- _SOURCE MATERIAL_:
☆ ☆ ☆

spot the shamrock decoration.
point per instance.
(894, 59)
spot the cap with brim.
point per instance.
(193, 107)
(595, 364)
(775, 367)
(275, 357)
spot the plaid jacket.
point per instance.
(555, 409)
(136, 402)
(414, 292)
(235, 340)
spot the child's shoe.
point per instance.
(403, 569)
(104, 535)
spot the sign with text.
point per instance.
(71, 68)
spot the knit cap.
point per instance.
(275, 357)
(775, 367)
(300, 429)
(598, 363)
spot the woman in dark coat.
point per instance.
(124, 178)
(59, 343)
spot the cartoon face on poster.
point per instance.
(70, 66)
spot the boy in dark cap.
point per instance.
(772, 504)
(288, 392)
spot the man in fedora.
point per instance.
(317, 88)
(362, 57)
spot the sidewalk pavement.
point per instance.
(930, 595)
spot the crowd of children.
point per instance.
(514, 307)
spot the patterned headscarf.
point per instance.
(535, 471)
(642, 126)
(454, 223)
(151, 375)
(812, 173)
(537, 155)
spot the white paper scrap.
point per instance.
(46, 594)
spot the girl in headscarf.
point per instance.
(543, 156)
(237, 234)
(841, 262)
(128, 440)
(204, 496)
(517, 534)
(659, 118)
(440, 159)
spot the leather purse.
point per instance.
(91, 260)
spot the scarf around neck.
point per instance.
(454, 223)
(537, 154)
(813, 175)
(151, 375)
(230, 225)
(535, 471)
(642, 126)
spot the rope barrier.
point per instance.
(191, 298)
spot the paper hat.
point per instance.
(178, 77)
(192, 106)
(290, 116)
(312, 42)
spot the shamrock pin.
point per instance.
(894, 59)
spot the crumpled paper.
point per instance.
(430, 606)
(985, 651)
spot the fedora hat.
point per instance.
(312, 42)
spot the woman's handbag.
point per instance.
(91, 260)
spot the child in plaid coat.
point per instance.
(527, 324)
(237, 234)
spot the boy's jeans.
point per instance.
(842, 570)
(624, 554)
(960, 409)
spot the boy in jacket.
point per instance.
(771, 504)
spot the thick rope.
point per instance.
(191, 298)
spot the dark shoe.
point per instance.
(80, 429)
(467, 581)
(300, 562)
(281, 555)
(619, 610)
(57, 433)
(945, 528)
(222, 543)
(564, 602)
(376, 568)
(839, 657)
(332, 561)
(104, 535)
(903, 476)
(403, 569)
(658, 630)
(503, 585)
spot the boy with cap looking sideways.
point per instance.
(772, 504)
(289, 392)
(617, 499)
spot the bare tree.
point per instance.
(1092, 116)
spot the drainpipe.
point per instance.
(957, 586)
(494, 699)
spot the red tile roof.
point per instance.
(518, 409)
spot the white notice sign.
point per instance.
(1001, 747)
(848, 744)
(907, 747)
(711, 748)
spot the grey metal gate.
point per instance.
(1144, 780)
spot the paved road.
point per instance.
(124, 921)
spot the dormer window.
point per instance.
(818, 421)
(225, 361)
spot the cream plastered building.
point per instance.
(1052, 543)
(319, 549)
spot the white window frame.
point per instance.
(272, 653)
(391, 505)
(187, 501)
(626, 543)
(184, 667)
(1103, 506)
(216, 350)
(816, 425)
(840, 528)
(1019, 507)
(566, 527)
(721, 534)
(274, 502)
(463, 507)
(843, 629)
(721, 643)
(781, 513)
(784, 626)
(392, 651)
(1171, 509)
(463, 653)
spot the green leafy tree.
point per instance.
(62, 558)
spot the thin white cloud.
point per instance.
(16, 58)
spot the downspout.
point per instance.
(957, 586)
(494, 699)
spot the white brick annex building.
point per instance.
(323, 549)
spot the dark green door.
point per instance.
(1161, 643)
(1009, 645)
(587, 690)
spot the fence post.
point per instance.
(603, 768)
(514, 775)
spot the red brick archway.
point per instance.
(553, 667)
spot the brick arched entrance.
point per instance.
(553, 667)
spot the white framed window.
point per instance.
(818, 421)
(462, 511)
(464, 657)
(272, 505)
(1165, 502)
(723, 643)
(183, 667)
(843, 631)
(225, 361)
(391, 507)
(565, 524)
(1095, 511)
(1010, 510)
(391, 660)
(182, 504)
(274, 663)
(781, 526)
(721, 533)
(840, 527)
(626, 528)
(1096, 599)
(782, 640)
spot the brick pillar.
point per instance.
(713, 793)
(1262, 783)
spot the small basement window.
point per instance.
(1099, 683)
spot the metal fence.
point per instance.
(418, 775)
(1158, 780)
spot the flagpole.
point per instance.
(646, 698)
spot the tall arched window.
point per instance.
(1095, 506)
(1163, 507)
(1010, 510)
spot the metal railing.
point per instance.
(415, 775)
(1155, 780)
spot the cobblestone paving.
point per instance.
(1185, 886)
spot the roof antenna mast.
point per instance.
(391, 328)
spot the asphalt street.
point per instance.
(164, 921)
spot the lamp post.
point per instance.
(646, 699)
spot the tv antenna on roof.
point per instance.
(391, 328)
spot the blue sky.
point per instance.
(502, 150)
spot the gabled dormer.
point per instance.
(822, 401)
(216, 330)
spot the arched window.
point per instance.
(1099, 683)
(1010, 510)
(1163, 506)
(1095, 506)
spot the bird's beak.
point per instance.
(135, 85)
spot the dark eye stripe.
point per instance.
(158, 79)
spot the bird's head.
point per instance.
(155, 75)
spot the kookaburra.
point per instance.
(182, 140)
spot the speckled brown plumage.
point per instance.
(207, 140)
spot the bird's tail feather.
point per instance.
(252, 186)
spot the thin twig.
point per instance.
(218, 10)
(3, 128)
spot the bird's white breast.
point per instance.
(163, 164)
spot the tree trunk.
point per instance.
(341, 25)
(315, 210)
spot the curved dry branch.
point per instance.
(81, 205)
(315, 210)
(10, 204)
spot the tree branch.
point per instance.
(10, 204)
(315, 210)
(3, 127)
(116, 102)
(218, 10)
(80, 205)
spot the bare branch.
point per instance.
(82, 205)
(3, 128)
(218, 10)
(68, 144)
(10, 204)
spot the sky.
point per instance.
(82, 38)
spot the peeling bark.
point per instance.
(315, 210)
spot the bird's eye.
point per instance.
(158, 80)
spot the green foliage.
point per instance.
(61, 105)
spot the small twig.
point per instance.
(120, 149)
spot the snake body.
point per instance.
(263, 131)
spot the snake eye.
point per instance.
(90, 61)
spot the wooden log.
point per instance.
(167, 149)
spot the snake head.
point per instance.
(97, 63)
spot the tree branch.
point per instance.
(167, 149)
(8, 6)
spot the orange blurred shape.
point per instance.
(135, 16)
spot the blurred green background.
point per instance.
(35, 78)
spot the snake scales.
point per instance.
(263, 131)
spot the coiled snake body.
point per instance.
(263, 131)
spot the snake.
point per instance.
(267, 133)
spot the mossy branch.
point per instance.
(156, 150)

☆ ☆ ☆

- _WORK INSTRUCTIONS_:
Copy each line exactly, from the line containing "spot the flagpole." down to the last line of the material, and no other lines.

- _OUTPUT OF THE TASK_:
spot the flagpole.
point per instance.
(646, 698)
spot the tall arched window.
point per instance.
(1095, 506)
(1163, 507)
(1010, 510)
spot the metal railing.
point per instance.
(415, 775)
(1155, 780)
spot the cobblestone paving.
point per instance.
(1185, 886)
spot the roof antenna mast.
point per instance.
(391, 328)
spot the asphalt street.
point per instance.
(164, 921)
spot the lamp post.
point per instance.
(646, 699)
spot the tv antenna on roof.
point per instance.
(391, 328)
spot the blue sky.
point per instance.
(502, 150)
spot the gabled dormer.
point per instance.
(822, 401)
(216, 330)
spot the arched window.
point per instance.
(1099, 683)
(1010, 510)
(1163, 506)
(1095, 506)
spot the bird's beak.
point per instance.
(135, 85)
spot the dark eye stripe.
point per instance.
(158, 79)
spot the bird's head.
point per instance.
(155, 75)
spot the kookaburra.
point per instance.
(182, 140)
spot the speckled brown plumage.
point per instance.
(207, 140)
spot the bird's tail feather.
point per instance.
(252, 186)
spot the thin twig.
point per instance.
(218, 10)
(3, 128)
spot the bird's white breast.
point per instance.
(163, 164)
spot the tree trunk.
point per instance.
(341, 25)
(315, 210)
spot the curved dry branch.
point per instance.
(81, 205)
(315, 210)
(10, 204)
spot the tree branch.
point per instance.
(10, 204)
(315, 210)
(3, 127)
(116, 102)
(218, 10)
(80, 205)
spot the bare branch.
point per instance.
(82, 205)
(3, 128)
(218, 10)
(68, 144)
(10, 204)
spot the sky.
point per instance.
(82, 38)
spot the peeling bark.
point per instance.
(315, 210)
spot the bird's eye.
point per instance.
(158, 80)
spot the green foliage.
point per instance.
(61, 105)
spot the small twig.
point per instance.
(120, 149)
spot the snake body.
point per instance.
(263, 131)
spot the snake eye.
point per instance.
(90, 61)
spot the wooden log.
point per instance.
(167, 149)
spot the snake head.
point per instance.
(97, 63)
spot the tree branch.
point per instance.
(167, 149)
(8, 6)
spot the orange blurred shape.
point per instance.
(135, 16)
spot the blurred green background.
point per instance.
(35, 78)
spot the snake scales.
point per instance.
(263, 131)
spot the coiled snake body.
point per instance.
(263, 131)
spot the snake.
point per instance.
(267, 133)
spot the mossy branch.
point per instance.
(156, 150)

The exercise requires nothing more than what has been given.